Records from a collection
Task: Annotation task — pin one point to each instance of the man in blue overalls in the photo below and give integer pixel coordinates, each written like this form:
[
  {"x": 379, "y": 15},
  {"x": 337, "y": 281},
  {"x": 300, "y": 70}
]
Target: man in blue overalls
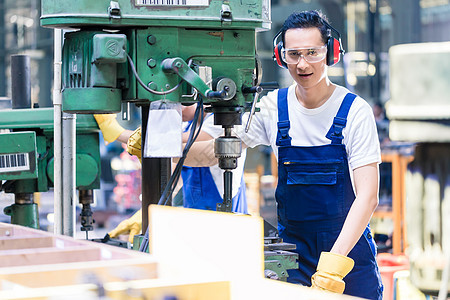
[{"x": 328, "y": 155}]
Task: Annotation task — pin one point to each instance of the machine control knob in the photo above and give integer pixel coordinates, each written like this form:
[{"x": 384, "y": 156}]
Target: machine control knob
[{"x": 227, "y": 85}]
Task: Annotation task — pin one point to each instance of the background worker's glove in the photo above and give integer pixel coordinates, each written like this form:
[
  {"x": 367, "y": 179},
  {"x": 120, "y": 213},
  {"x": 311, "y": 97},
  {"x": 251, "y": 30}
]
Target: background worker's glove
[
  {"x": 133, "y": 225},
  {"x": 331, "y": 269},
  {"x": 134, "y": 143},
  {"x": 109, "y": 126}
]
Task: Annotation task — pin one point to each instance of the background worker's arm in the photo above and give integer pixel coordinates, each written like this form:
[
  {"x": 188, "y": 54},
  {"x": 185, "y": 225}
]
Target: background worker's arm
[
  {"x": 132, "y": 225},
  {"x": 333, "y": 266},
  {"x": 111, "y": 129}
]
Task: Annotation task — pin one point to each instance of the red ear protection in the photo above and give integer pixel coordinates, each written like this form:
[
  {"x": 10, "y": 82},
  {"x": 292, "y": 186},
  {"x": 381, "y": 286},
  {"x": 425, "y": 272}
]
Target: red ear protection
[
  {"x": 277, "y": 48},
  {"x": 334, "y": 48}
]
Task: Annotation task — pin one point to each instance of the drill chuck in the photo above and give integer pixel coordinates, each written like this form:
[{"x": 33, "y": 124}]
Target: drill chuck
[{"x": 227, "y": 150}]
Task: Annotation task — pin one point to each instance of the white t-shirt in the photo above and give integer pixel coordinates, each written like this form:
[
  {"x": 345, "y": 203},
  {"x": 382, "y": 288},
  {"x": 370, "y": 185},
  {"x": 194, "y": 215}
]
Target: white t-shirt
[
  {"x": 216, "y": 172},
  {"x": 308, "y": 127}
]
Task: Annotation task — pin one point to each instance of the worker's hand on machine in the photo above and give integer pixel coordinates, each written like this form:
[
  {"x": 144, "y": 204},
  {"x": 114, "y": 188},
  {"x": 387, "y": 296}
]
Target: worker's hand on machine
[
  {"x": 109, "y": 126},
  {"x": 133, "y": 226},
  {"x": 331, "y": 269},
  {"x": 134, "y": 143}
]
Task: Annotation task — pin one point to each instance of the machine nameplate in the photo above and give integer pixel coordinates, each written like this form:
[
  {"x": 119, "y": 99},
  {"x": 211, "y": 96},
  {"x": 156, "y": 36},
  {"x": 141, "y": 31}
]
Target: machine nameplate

---

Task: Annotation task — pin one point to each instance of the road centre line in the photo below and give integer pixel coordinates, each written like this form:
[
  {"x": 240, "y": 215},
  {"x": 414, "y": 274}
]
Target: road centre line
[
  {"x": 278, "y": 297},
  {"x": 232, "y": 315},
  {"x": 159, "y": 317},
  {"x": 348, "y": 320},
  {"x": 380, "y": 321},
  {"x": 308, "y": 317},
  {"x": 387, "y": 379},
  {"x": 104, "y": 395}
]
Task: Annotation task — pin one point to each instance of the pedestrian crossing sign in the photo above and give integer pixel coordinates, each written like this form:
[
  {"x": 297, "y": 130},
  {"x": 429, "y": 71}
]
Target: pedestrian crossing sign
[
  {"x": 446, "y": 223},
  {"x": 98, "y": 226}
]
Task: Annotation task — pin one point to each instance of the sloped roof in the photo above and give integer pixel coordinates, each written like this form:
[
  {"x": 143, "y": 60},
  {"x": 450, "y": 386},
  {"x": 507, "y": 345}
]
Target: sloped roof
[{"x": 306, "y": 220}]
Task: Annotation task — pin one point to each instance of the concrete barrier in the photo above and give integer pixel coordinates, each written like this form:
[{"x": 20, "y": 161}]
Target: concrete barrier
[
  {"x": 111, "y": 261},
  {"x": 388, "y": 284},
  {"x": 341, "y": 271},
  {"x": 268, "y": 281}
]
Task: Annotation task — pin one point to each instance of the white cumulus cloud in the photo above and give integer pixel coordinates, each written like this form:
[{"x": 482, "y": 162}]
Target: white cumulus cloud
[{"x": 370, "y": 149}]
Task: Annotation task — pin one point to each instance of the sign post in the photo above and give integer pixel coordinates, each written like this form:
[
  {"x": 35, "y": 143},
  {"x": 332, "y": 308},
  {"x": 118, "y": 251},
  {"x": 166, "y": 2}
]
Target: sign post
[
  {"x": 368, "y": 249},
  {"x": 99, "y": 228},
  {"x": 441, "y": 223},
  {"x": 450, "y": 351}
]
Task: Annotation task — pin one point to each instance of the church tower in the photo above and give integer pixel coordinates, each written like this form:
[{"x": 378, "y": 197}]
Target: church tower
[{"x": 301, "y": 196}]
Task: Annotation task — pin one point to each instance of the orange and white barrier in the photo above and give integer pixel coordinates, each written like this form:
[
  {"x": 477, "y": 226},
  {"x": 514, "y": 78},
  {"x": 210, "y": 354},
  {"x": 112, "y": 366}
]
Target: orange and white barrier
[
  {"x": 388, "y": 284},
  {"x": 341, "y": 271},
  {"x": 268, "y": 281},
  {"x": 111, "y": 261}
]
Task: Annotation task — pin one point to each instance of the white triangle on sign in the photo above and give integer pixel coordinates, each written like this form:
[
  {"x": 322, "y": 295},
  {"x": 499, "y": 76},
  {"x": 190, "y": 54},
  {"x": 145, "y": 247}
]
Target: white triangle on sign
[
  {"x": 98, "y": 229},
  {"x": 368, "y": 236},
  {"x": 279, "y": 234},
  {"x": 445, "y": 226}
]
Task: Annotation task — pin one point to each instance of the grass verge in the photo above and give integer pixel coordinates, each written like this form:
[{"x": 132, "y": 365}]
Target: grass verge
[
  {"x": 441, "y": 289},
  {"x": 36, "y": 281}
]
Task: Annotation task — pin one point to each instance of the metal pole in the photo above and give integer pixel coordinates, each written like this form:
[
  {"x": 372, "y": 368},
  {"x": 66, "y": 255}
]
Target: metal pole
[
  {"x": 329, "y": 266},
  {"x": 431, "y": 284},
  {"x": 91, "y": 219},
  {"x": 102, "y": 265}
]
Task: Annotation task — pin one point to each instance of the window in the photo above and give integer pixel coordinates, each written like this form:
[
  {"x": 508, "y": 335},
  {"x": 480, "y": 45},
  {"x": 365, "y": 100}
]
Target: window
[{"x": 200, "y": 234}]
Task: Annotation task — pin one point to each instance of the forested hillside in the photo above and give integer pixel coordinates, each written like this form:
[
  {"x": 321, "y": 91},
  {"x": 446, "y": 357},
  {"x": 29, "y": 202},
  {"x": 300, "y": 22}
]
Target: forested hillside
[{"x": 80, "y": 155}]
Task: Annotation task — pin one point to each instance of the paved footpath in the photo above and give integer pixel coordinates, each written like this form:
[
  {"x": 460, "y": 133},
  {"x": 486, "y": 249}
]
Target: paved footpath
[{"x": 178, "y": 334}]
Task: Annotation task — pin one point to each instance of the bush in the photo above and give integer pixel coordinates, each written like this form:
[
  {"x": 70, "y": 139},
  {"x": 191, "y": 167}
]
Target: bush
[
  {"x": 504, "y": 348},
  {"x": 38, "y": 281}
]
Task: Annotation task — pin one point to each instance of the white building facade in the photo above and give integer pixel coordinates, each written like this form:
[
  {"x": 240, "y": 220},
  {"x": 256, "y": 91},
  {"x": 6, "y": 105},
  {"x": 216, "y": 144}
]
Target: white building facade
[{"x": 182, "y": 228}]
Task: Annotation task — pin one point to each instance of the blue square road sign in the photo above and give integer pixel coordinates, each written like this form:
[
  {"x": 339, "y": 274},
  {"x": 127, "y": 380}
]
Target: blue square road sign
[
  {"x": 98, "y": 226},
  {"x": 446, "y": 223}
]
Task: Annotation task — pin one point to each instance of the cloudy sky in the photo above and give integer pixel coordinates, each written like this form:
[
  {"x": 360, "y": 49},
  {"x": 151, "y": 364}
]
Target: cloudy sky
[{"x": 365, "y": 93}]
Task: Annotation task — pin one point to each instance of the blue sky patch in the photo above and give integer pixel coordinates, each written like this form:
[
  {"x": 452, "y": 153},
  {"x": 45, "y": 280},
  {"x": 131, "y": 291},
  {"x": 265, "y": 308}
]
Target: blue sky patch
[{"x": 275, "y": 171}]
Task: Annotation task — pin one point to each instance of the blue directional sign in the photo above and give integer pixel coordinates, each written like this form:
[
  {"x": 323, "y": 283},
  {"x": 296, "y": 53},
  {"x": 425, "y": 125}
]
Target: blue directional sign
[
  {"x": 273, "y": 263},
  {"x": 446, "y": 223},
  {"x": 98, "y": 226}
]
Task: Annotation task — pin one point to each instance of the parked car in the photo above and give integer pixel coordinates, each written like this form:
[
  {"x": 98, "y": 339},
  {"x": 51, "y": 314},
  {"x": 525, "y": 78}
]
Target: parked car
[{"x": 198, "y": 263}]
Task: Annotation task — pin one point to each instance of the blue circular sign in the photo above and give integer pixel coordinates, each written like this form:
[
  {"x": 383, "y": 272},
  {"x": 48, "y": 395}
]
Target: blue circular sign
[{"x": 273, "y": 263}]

# [EXERCISE OBJECTIVE]
Turn the lines of the data between the line containing "of the worker's" and the line containing "Target: machine nameplate", inclusive, into a Markdown table with the columns Row and Line, leaving out any blank lines. Put the row number under Row and the full text of each line under Line.

# [RESULT OF THIS EXERCISE]
| Row | Line |
|---|---|
| 1 | Task: Annotation task — pin one point to each instance of the worker's hand on machine in the photo above and give integer pixel coordinates, each written like this form: |
| 2 | [ |
| 3 |   {"x": 144, "y": 204}, |
| 4 |   {"x": 114, "y": 188}, |
| 5 |   {"x": 387, "y": 296} |
| 6 | ] |
| 7 | Target: worker's hand on machine |
| 8 | [ |
| 9 |   {"x": 109, "y": 126}, |
| 10 |   {"x": 133, "y": 226}, |
| 11 |   {"x": 331, "y": 269}, |
| 12 |   {"x": 134, "y": 143} |
| 13 | ] |
| 14 | Task: Annotation task — pin one point to each instance of the machine nameplate in the photo above and give integer pixel coordinates, each written like this form: |
| 15 | [ |
| 16 |   {"x": 119, "y": 99}, |
| 17 |   {"x": 211, "y": 96}, |
| 18 |   {"x": 156, "y": 36}, |
| 19 |   {"x": 141, "y": 31} |
| 20 | ] |
| 21 | Target: machine nameplate |